Required work:
Your reply should be a faithful copy of the records below, free of pictures.

(Phrase grounding data)
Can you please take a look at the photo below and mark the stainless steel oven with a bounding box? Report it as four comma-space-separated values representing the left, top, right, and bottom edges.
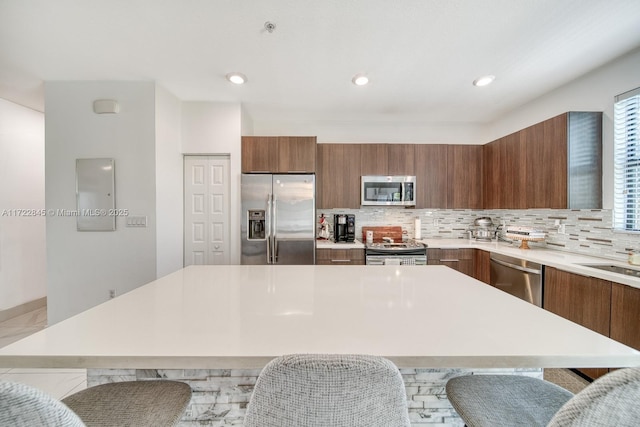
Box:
365, 241, 427, 265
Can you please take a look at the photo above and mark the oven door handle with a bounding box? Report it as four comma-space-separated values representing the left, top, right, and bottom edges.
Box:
491, 257, 541, 275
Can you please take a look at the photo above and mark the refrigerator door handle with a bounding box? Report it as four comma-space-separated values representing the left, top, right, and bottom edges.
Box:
273, 194, 278, 263
267, 193, 272, 264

Response area:
Can you please take a look at the photo below and mark the stainless steel oven with a bounding box? Report it as four comma-space-separated values representing the left, top, right, and bottom edges.
Box:
365, 241, 427, 265
Can you please take a look at the photo above and mark the oven door handle with a bounding box? Report it as four comma-space-separated values representing the left, top, right, and bottom edges.
Box:
491, 257, 541, 275
Can you please take a look at the photo above and mark the refrigerator door handle with a bounding box? Report it as four comma-space-separated values representing the left, top, right, and bottom edges.
Box:
273, 194, 278, 263
267, 193, 272, 264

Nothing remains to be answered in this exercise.